_原文摘錄_
____________________
第十三節 廣東的真耶穌教會(附廣西)

一九四七年五月一日十一屆全大上,魏以撒報告廣東真會總況時說:廣東有教會十五處,傳道四人,信徒一千五百人。各地情況所知者如下:
廣州:經過八年抗戰之后,廣州鳳凰崗教會有信徒一百。在民國卅五(一九四六)年之前,由高靈生負責傳道。民國卅六年(一九四七)舉黃基磐為傳道負責,張寧法為教會負責,高靈生為財務兼書記,張苦堅為探訪負責。五月,匯總會經費二十萬元。
湖南周安得烈於十一屆全大上被選為總會理事。會后,總會除派酆榮光赴閩而外,又派周安得烈作“粵港閩之行,巡視各處本會”。八月二十二日到達廣東支會。在廣州的工作,周安得烈記曰:“在安息聖日聚會,張長老請烈作證,不敢推辭,講題為‘我國光復國土’。總會特派兄弟來粵慰問,并講些心靈亦應光復的道理。勉勵粵省同靈,使之鼓舞奮興,大家聽見都是很得安慰。”周安得烈結合抗日戰爭的勝利講述“心靈”亦應“光復”,即對神的信仰也應重新恢復燃燒起來。“不關心政治”的信徒,也不可能不關心時局的發展。
____________________
_練習題目_
1) 照原文摘錄,魏以撒報告廣東真會總況時,說廣東有幾處教會?
2) 根據原文摘錄,判斷下面三句話對不對,每句回答「對」或「不對」,並引出原文裡決定答案的字句:
(a) 周安得烈在八月二十二日到了廣東支會。
(b) 民國卅六年,黃基磐負責教會的財務。
(c) 總會曾派酆榮光到福建去。
3) 把原文摘錄從「第十三節 廣東的真耶穌教會(附廣西)」到「堅為探訪負責。五月,匯總會經費二十萬元。」這一段一字不改地抄下來。
清單跟這段原文摘錄沒有關係。

_提供資料_
____________________
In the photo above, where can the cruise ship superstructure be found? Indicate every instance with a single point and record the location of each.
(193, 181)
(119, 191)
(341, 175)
____________________
_參考答案_
1) 十五處。

2)
(a) 對。「八月二十二日到達廣東支會」
(b) 不對。「高靈生為財務兼書記」
(c) 對。「總會除派酆榮光赴閩而外」

3)
第十三節 廣東的真耶穌教會(附廣西)

一九四七年五月一日十一屆全大上,魏以撒報告廣東真會總況時說:廣東有教會十五處,傳道四人,信徒一千五百人。各地情況所知者如下:
廣州:經過八年抗戰之后,廣州鳳凰崗教會有信徒一百。在民國卅五(一九四六)年之前,由高靈生負責傳道。民國卅六年(一九四七)舉黃基磐為傳道負責,張寧法為教會負責,高靈生為財務兼書記,張苦堅為探訪負責。五月,匯總會經費二十萬元。